- Exercise:
Quote the entries that follow exactly, leaving none out.

[Stored data entries]

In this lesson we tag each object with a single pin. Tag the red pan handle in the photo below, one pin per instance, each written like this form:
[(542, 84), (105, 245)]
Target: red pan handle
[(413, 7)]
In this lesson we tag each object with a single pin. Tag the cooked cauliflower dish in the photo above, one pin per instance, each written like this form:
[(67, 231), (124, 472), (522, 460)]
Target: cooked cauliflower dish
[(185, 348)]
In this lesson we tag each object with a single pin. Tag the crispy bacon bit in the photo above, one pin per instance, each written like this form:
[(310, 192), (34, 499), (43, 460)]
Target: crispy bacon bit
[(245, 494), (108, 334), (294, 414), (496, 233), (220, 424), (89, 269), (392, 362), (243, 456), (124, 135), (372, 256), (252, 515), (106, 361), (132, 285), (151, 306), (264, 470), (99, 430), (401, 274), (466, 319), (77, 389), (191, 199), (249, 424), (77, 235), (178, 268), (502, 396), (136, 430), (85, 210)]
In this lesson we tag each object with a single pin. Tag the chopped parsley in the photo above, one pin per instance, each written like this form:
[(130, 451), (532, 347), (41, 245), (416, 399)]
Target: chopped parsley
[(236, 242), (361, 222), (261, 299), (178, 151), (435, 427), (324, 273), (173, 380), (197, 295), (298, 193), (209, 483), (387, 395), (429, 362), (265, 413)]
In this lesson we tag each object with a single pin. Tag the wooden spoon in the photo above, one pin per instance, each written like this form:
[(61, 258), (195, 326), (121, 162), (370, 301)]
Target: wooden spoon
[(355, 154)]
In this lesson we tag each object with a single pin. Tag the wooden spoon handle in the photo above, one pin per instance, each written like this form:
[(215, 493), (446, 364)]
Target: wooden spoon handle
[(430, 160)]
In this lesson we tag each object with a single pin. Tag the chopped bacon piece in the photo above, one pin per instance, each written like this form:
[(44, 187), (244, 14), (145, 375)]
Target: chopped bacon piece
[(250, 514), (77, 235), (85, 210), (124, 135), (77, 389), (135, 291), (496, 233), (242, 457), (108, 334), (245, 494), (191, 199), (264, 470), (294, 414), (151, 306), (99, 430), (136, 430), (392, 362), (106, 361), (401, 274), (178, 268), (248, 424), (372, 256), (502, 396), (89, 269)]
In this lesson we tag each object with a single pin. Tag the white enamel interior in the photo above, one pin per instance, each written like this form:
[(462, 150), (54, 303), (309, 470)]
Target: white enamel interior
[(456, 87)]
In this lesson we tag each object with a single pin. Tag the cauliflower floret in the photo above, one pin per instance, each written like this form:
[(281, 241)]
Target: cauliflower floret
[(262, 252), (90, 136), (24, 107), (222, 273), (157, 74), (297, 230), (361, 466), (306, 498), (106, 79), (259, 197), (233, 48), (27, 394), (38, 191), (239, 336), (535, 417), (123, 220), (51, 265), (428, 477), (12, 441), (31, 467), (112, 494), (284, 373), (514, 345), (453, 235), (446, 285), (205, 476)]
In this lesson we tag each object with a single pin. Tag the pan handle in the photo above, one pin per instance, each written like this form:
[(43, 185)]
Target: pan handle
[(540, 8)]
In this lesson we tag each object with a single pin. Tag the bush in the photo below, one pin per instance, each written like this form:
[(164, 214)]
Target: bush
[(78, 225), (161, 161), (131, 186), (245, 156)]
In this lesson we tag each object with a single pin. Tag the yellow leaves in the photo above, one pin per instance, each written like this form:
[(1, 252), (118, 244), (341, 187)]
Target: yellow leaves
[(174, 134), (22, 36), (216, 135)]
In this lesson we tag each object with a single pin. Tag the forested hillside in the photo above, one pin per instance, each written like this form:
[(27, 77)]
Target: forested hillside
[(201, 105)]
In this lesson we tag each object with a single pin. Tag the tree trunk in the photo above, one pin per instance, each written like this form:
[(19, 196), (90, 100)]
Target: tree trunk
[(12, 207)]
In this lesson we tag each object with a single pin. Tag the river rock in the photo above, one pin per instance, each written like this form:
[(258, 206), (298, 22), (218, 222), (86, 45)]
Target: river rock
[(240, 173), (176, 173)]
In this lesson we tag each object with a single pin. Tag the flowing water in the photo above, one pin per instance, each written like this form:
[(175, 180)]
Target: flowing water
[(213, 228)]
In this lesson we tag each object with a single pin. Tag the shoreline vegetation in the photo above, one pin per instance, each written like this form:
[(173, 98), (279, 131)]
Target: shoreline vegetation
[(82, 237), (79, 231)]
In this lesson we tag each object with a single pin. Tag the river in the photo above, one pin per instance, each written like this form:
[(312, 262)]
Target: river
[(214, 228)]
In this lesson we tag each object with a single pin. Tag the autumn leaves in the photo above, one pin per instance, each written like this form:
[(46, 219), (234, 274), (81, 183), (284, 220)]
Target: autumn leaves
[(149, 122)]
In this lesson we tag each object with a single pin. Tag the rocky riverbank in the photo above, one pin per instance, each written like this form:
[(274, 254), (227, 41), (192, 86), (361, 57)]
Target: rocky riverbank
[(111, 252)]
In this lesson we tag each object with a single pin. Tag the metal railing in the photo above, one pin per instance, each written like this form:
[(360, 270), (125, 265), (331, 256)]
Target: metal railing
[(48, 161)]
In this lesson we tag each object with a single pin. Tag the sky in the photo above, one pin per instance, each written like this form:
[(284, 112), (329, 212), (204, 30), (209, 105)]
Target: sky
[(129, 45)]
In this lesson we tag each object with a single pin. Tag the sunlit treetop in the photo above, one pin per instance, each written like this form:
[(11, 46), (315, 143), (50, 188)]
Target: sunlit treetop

- Task output:
In this lesson we tag each object with a single pin. Tag the red pan handle in the photo below, one pin per instance, each written like this form:
[(542, 84), (105, 245)]
Target: red pan handle
[(413, 7)]
In this lesson we tag each object with a single pin. Tag the cooked cauliflower dish in the photo above, one pin per instance, each written like this form:
[(67, 231), (124, 472), (522, 460)]
Target: cooked cauliflower dish
[(185, 348)]
In this lesson we tag each object with a single pin. Tag the crispy bacon bit in the photo above, one pin per instance, each written like this form:
[(310, 192), (34, 499), (43, 460)]
Target: crispy bacon bit
[(245, 494), (108, 334), (294, 414), (496, 233), (220, 424), (89, 269), (392, 362), (243, 456), (124, 135), (372, 256), (252, 515), (106, 361), (132, 285), (151, 306), (264, 470), (99, 430), (401, 274), (466, 319), (77, 389), (191, 199), (249, 424), (77, 235), (178, 268), (502, 396), (136, 430), (85, 210)]
In this lesson we tag each object with a single pin. Tag the chopped parsley in the photo above, one pin per instance, each written like this form:
[(130, 451), (532, 347), (41, 245), (416, 399)]
Target: chopped parsley
[(236, 242), (361, 222), (261, 299), (178, 151), (435, 427), (324, 273), (173, 380), (197, 295), (298, 193), (209, 483), (387, 395), (429, 362), (265, 413)]
In this lesson we tag each object with a single pin. Tag the wooden spoon in the photo above, one pin per instance, each written like this form:
[(61, 258), (195, 326), (121, 162), (370, 301)]
Target: wooden spoon
[(355, 154)]
In this lesson we tag each object with a single pin. Tag the wooden spoon handle in the photo above, one pin per instance, each written like this form:
[(215, 493), (446, 364)]
Target: wooden spoon handle
[(430, 160)]
In this lesson we tag each object with a single pin. Tag the chopped bacon piece in the photo above, one pin per instance, each written like this form:
[(44, 187), (244, 14), (145, 375)]
Target: chopped bacon piece
[(250, 514), (77, 235), (85, 210), (124, 135), (77, 389), (135, 291), (496, 233), (242, 457), (108, 334), (245, 494), (191, 199), (264, 470), (294, 414), (151, 306), (99, 430), (136, 430), (392, 362), (106, 361), (401, 274), (178, 268), (248, 424), (372, 256), (502, 396), (89, 269)]
In this lesson we tag each object with a single pin. Tag the white enamel interior in the photo above, one pin per instance, each written like this form:
[(462, 150), (54, 303), (309, 470)]
Target: white enamel interior
[(456, 87)]
In this lesson we tag each object with a single pin. Tag the cauliflower floret in the photo above, one pin per instance, each written like this form:
[(281, 241)]
Target: cauliflower floret
[(262, 252), (90, 136), (24, 107), (222, 273), (157, 74), (297, 230), (361, 466), (306, 498), (106, 79), (259, 197), (233, 48), (27, 394), (38, 191), (239, 336), (535, 417), (123, 220), (51, 265), (428, 477), (12, 441), (31, 467), (112, 494), (284, 373), (514, 345), (453, 235), (446, 285), (205, 476)]
In this lesson we tag each object with a single pin. Tag the pan handle in the photo above, one pin per instance, each written like this form:
[(43, 185)]
Target: pan handle
[(540, 8)]
In this lesson we tag each object with a single pin. Tag the bush in the photo below, one pin per instance, each written like this form:
[(164, 214)]
Target: bush
[(78, 225), (161, 161), (131, 186), (245, 156)]
In this lesson we tag each object with a single pin. Tag the yellow leaves in the photo above, one pin per instance, each written like this form:
[(1, 252), (118, 244), (341, 187)]
Target: yellow leaves
[(174, 134), (22, 36), (216, 135)]
In this lesson we tag each object with a single pin. Tag the forested hillside in the photo above, one pin per instance, each written like this form:
[(27, 77)]
Target: forested hillside
[(201, 105)]
In this lesson we tag each object with a single pin. Tag the tree trunk in the photo above, one pin per instance, each written like this form:
[(19, 196), (90, 100)]
Target: tree trunk
[(12, 207)]
In this lesson we tag each object with a single pin. Tag the river rock in the photo above, one pin per instance, each written like this form:
[(258, 206), (298, 22), (218, 222), (86, 45)]
Target: river rock
[(240, 173), (176, 173)]
In this lesson we tag each object with a single pin. Tag the flowing water in the photo above, one pin per instance, each written like this form:
[(175, 180)]
Target: flowing water
[(213, 228)]
In this lesson we tag each object with a single pin. Tag the shoreline vegetation in the photo above, one pin per instance, each written like this form:
[(173, 98), (279, 131)]
Target: shoreline vegetation
[(82, 237), (79, 231)]
In this lesson we tag each object with a single pin. Tag the river in the photo above, one pin per instance, each written like this form:
[(312, 262)]
Target: river
[(214, 228)]
In this lesson we tag each object with a single pin. Tag the autumn leaves in the photo above, one pin per instance, each written like this form:
[(46, 219), (234, 274), (81, 183), (284, 220)]
Target: autumn leaves
[(149, 122)]
In this lesson we tag each object with a single pin. Tag the rocky riverbank in the photo above, one pin per instance, each written like this form:
[(274, 254), (227, 41), (192, 86), (361, 57)]
Target: rocky riverbank
[(111, 252)]
In this lesson we tag each object with a single pin. Tag the metal railing in the photo above, one pin per instance, each written like this form:
[(360, 270), (125, 265), (331, 256)]
Target: metal railing
[(48, 161)]
In this lesson we tag each object with a single pin. Tag the sky in the photo above, one pin per instance, each written like this form:
[(284, 112), (329, 212), (204, 30), (209, 105)]
Target: sky
[(129, 45)]
In this lesson we tag each object with a single pin. Tag the sunlit treetop in the photo above, one pin per instance, each written like this form:
[(11, 46), (315, 143), (50, 188)]
Target: sunlit treetop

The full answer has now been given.